• AIM:
Convert the material below into a two-column CSV with the headers "request" and "answer", writing one row per request. Put each request's text and its answer in a single quoted field, and replace any line breaks with spaces.

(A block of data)
::::::::::
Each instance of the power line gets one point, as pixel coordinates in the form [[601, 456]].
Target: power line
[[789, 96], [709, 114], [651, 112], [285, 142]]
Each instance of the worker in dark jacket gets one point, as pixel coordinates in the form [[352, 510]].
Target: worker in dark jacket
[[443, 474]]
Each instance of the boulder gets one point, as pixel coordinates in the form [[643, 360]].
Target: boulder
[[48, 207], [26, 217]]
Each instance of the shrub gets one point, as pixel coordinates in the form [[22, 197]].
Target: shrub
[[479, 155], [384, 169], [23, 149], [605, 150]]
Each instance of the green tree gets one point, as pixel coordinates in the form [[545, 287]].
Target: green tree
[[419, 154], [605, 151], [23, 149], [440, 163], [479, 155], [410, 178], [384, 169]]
::::::::::
• ANSWER TO THIS EXERCISE:
request,answer
"Each instance of the power line gets one point, as pixel coordinates in the form [[601, 456]]. Target: power line","[[789, 96], [709, 114], [651, 112], [285, 142]]"
"Each instance of the worker in dark jacket gets one point, as pixel coordinates in the form [[352, 510]]. Target: worker in dark jacket","[[443, 474]]"
"Each instance of the boulder gets one point, as pixel coordinates in the form [[643, 360]]. Target: boulder","[[48, 207], [26, 217]]"
"Each instance of the shrub gets one point, as pixel coordinates in the form [[22, 197]]. Target: shrub","[[479, 155], [384, 169], [23, 149], [605, 150]]"
"Each instance of the green tree gets one point, as pixel coordinates in the form [[545, 287]]. Target: green tree","[[419, 154], [605, 151], [23, 149], [440, 163], [479, 155], [410, 178], [384, 169]]"